=== Data rows ===
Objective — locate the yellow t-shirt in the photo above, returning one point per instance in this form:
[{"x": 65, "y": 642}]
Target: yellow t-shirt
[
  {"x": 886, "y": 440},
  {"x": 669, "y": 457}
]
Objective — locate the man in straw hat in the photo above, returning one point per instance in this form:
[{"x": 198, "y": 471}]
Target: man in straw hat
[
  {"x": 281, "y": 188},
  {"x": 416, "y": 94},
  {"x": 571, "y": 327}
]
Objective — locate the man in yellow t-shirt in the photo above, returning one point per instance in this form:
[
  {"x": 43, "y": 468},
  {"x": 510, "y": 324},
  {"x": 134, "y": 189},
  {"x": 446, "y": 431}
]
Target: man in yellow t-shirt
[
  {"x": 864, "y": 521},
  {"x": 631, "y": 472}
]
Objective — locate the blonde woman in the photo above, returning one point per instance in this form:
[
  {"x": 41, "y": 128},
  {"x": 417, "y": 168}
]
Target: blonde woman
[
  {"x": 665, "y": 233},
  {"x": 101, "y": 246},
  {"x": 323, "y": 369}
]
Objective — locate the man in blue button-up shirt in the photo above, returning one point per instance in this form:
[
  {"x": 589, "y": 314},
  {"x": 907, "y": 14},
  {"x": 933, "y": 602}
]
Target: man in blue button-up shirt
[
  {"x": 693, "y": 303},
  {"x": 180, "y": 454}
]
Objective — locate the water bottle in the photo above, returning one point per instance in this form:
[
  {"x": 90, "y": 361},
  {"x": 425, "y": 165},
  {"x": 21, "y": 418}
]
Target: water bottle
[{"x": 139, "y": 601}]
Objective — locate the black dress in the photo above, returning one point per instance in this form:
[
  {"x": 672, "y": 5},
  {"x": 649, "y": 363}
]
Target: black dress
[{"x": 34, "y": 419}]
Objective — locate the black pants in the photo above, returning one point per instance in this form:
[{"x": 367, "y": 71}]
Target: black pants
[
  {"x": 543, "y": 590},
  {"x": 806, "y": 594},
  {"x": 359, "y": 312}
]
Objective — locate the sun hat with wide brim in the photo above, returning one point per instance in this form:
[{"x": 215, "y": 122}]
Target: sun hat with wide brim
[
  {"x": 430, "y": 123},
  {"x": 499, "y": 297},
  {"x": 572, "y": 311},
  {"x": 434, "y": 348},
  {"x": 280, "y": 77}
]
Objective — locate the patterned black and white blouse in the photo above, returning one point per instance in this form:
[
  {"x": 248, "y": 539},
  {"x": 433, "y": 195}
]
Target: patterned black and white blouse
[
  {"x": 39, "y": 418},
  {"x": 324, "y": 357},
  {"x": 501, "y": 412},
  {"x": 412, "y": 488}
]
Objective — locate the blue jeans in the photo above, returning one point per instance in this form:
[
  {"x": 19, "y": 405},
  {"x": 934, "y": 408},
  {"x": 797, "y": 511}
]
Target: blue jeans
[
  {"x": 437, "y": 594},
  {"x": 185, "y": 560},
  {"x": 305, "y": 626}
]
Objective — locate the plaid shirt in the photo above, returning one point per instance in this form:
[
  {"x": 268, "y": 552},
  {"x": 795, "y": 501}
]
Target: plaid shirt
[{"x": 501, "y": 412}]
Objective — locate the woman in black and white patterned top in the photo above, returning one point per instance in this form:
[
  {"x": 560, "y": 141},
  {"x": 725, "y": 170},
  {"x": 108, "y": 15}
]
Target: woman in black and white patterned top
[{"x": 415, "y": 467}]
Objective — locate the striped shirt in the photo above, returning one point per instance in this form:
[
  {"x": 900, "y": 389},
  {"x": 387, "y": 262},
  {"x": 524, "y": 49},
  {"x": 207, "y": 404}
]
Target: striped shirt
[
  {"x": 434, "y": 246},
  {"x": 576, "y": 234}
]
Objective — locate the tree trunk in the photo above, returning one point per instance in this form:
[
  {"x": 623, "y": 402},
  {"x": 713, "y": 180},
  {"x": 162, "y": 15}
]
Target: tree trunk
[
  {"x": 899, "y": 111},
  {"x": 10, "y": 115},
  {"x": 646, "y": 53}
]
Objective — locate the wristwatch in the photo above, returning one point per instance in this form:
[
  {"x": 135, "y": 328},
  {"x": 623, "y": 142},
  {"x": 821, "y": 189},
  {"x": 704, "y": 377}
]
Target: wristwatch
===
## The exercise
Arrange the records above as a numbered list, one line per item with blank lines left out, covering only the stretch from the line containing "Objective — locate the tree" through the end of the records.

## Worked solution
1. Objective — locate the tree trunk in the photo above, returning one point per instance in this form:
2. [
3.   {"x": 623, "y": 402},
4.   {"x": 713, "y": 180},
5.   {"x": 162, "y": 15}
6. ]
7. Target: tree trunk
8. [
9.   {"x": 899, "y": 111},
10.   {"x": 10, "y": 115},
11.   {"x": 646, "y": 53}
12. ]
13. Objective — locate the wristwatch in the photo above, returning one point per instance in this form:
14. [
15.   {"x": 135, "y": 328},
16.   {"x": 623, "y": 142},
17.   {"x": 821, "y": 189},
18.   {"x": 704, "y": 377}
19. ]
20. Target: wristwatch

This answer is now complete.